§ Exercise instructions
Word for word, reproduce the records, keeping none of the pictures.

§ Listed entries
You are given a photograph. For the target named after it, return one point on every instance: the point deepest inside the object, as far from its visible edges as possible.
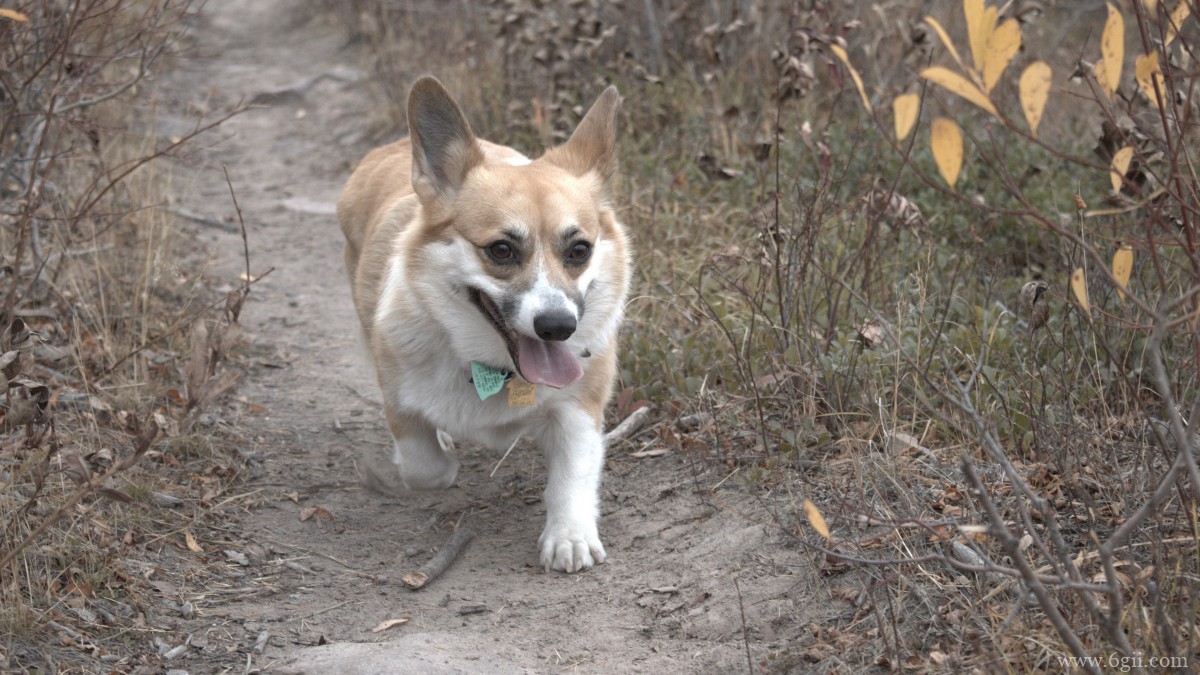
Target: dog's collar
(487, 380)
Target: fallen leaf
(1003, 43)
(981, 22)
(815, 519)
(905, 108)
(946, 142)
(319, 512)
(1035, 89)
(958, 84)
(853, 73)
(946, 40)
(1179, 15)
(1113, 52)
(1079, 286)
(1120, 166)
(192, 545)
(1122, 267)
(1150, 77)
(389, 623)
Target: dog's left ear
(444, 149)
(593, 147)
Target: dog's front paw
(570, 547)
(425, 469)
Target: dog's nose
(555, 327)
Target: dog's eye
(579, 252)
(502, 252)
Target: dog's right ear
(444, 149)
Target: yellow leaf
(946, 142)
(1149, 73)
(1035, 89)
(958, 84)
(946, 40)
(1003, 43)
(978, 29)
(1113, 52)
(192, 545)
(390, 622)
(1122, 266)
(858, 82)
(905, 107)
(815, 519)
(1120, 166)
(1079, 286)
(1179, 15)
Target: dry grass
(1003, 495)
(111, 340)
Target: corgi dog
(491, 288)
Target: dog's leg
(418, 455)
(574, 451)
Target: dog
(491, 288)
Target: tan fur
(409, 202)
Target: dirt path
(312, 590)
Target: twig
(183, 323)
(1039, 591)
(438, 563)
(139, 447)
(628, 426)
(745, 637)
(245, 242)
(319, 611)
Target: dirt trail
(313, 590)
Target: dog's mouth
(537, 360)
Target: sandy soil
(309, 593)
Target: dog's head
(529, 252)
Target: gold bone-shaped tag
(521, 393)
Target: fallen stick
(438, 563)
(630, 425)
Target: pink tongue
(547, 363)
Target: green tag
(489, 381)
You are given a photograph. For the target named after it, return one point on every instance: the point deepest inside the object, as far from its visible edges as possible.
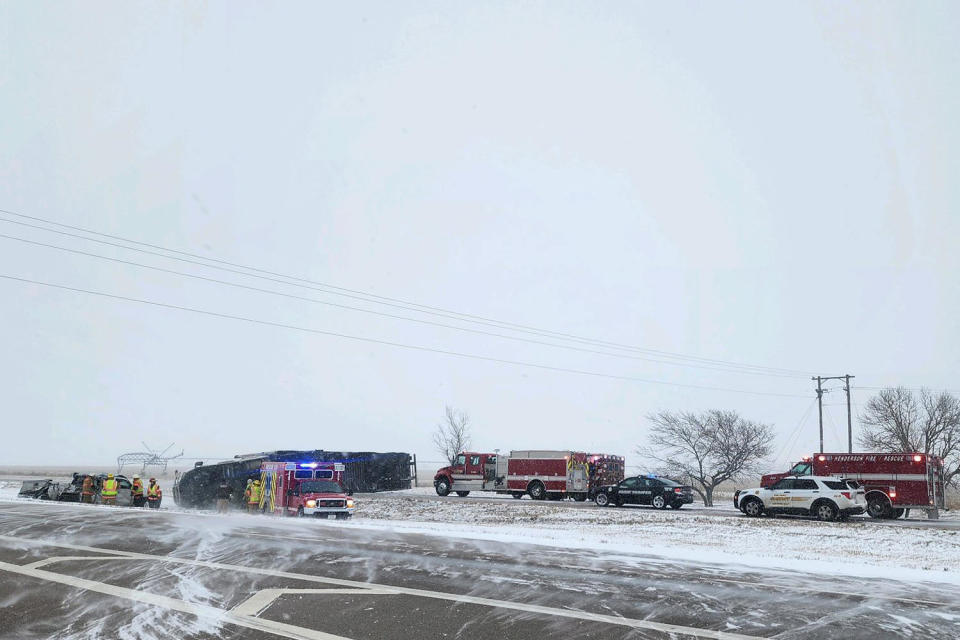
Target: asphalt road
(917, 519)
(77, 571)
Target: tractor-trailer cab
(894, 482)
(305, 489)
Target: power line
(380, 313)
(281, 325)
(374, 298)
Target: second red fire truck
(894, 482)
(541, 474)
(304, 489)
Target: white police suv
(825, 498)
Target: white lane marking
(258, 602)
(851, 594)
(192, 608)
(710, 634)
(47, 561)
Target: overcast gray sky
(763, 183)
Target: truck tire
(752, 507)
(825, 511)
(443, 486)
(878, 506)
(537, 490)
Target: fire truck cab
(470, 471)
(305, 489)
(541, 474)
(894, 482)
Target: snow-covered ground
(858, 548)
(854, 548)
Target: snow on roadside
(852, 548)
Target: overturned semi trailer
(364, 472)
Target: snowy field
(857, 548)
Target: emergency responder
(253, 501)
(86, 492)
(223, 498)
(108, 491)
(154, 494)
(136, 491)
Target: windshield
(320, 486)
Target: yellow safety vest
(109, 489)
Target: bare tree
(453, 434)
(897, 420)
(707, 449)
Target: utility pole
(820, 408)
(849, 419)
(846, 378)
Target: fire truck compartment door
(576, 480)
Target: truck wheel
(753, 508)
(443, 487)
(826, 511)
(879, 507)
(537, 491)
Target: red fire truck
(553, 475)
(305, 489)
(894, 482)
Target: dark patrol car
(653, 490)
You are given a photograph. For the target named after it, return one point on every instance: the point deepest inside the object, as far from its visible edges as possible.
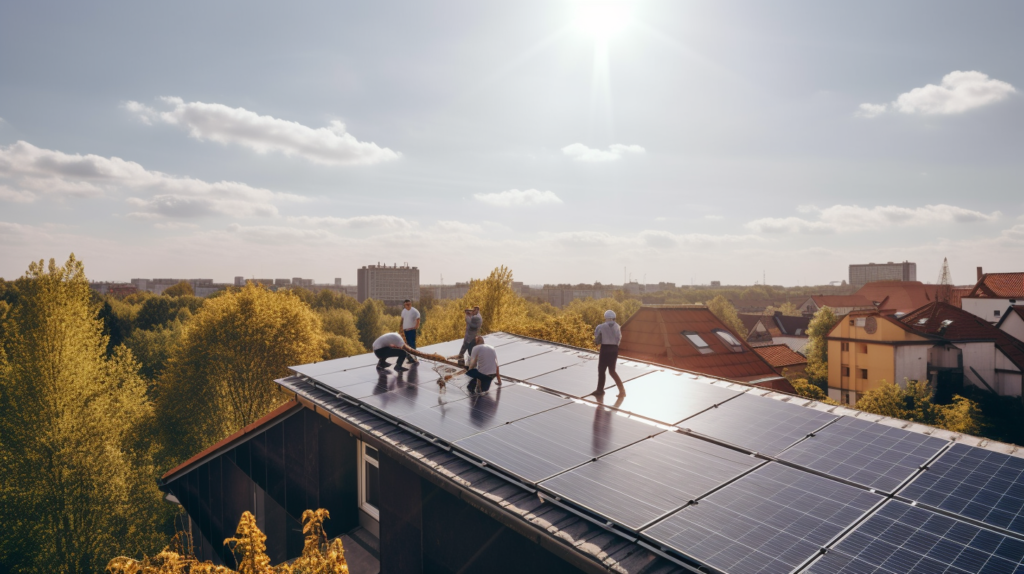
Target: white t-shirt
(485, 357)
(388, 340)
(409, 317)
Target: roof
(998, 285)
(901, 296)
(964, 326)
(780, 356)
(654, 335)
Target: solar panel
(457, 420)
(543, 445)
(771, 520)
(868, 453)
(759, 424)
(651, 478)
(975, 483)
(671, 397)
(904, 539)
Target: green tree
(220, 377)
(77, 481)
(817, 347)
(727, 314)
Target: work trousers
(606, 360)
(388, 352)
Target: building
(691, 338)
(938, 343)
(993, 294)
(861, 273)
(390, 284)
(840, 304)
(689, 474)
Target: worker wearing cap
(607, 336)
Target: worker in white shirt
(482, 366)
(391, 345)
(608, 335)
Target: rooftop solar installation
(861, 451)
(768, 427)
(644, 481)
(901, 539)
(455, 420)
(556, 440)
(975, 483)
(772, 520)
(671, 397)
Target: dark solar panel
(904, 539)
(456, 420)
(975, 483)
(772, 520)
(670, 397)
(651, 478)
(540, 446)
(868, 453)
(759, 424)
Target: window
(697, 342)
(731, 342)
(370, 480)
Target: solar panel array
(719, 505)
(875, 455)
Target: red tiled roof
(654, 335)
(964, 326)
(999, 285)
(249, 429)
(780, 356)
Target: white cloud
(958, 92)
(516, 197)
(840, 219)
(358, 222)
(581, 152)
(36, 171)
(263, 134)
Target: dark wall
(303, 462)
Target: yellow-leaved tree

§ Problem solution
You are given a photograph. For the target named after it, return one point on every instance: the point deepest inside the object, as far from its visible edges as possible.
Target: dog's collar
(487, 380)
Target: fallen leaf
(1003, 43)
(981, 22)
(815, 519)
(905, 108)
(946, 142)
(319, 512)
(1035, 89)
(958, 84)
(853, 73)
(946, 40)
(1179, 15)
(1113, 52)
(1079, 286)
(1120, 166)
(192, 545)
(1122, 267)
(1150, 77)
(389, 623)
Target: dog's left ear
(444, 149)
(593, 147)
Target: dog's front paw
(570, 547)
(425, 469)
Target: dog's nose
(555, 327)
Target: dog's eye
(579, 252)
(502, 252)
Target: dog's right ear
(444, 149)
Target: yellow leaf
(946, 142)
(1149, 73)
(1035, 89)
(958, 84)
(946, 40)
(1003, 43)
(978, 29)
(1113, 52)
(192, 545)
(390, 622)
(1122, 266)
(858, 82)
(905, 107)
(815, 519)
(1120, 166)
(1079, 286)
(1179, 15)
Target: dry grass
(1003, 495)
(111, 340)
Target: corgi dog
(491, 288)
Target: dog's leg
(418, 455)
(574, 451)
Target: dog
(491, 288)
Target: tan fur
(409, 202)
Target: dirt path
(312, 590)
Target: twig
(183, 323)
(1039, 591)
(438, 563)
(139, 447)
(628, 426)
(745, 637)
(245, 242)
(319, 611)
Target: dirt trail
(313, 590)
Target: dog's mouth
(537, 360)
Target: sandy soil
(309, 593)
Target: dog's head
(529, 252)
Target: gold bone-shaped tag
(521, 393)
Target: fallen stick
(438, 563)
(630, 425)
Target: pink tongue
(547, 363)
Target: green tag
(489, 381)
You are given a photograph. For the target named after it, return one point on every instance: the point deepest inside the object, as far from its visible edges as possible.
Target: asphalt road
(917, 519)
(77, 571)
Target: tractor-trailer cab
(894, 482)
(305, 489)
Target: power line
(380, 313)
(281, 325)
(374, 298)
Target: second red fire truck
(894, 482)
(541, 474)
(304, 489)
Target: white police suv
(825, 498)
Target: white lane marking
(258, 602)
(851, 594)
(192, 608)
(710, 634)
(47, 561)
Target: overcast gray sky
(763, 183)
Target: truck tire
(752, 507)
(825, 511)
(443, 486)
(878, 506)
(537, 490)
Target: fire truck cab
(470, 471)
(305, 489)
(541, 474)
(894, 482)
Target: snow-covered ground
(858, 548)
(854, 548)
Target: snow on roadside
(852, 548)
Target: overturned semi trailer
(364, 472)
Target: snowy field
(857, 548)
Target: emergency responder
(253, 501)
(86, 492)
(223, 498)
(108, 491)
(154, 494)
(136, 491)
Target: windshield
(320, 486)
Target: yellow safety vest
(109, 489)
Target: bare tree
(453, 434)
(897, 420)
(707, 449)
Target: utility pole
(820, 408)
(849, 419)
(846, 378)
Target: fire truck compartment door
(576, 480)
Target: truck wheel
(753, 508)
(443, 487)
(826, 511)
(879, 507)
(537, 491)
Target: red fire truck
(553, 475)
(305, 489)
(894, 482)
Target: dark patrol car
(653, 490)
You are given a photograph. For the target named after it, return one point on every instance: the point deepest inside the object, as far from its visible edges as possible.
Target: white t-shirt
(485, 357)
(388, 340)
(409, 317)
Target: roof
(998, 285)
(901, 296)
(964, 326)
(780, 356)
(654, 335)
Target: solar panel
(457, 420)
(543, 445)
(771, 520)
(868, 453)
(759, 424)
(651, 478)
(975, 483)
(671, 397)
(904, 539)
Target: green tree
(220, 377)
(77, 481)
(817, 347)
(727, 314)
Target: work trousers
(606, 360)
(388, 352)
Target: building
(691, 338)
(938, 343)
(993, 294)
(861, 273)
(390, 284)
(840, 304)
(689, 474)
Target: worker wearing cap
(607, 336)
Target: worker in white shirt
(482, 366)
(391, 345)
(608, 335)
Target: rooftop solar installation
(861, 451)
(768, 427)
(644, 481)
(901, 539)
(455, 420)
(556, 440)
(975, 483)
(772, 520)
(671, 397)
Target: dark solar panel
(904, 539)
(456, 420)
(975, 483)
(772, 520)
(670, 397)
(651, 478)
(540, 446)
(868, 453)
(759, 424)
Target: window
(697, 342)
(731, 342)
(370, 480)
Target: solar panel array
(719, 505)
(875, 455)
Target: red tiled roof
(654, 335)
(964, 326)
(999, 285)
(249, 429)
(780, 356)
Target: white cloud
(958, 92)
(516, 197)
(840, 219)
(358, 222)
(581, 152)
(36, 171)
(263, 134)
Target: dark wall
(303, 462)
Target: yellow-leaved tree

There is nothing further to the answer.